- [Written problem] Copy out every line of the entries below word for word. Leave the pictures out of your copy.

Point annotations for photos
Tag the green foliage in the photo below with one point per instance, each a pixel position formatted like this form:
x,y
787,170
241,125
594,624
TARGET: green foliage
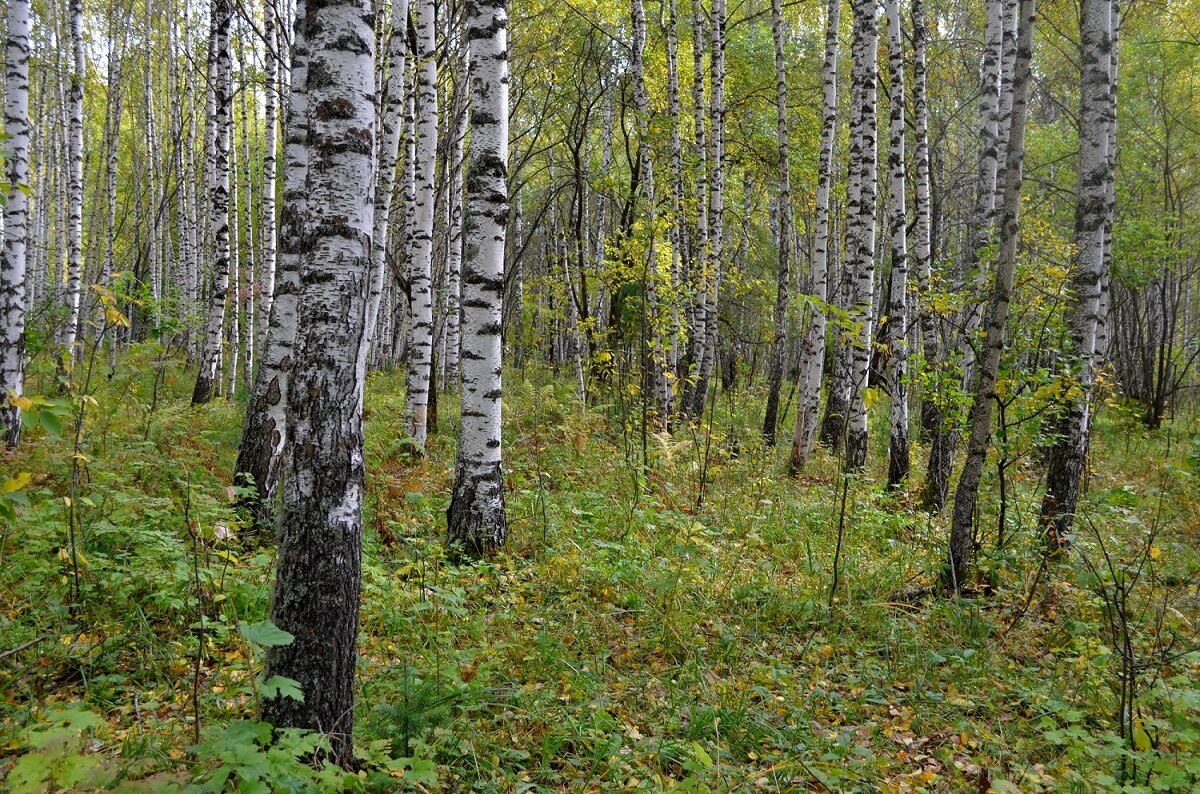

- [Response below]
Tag the green foliage in the photo below with one point per instance, each a pixel position formatted like this form:
x,y
787,170
241,125
594,624
TARGET: green foliage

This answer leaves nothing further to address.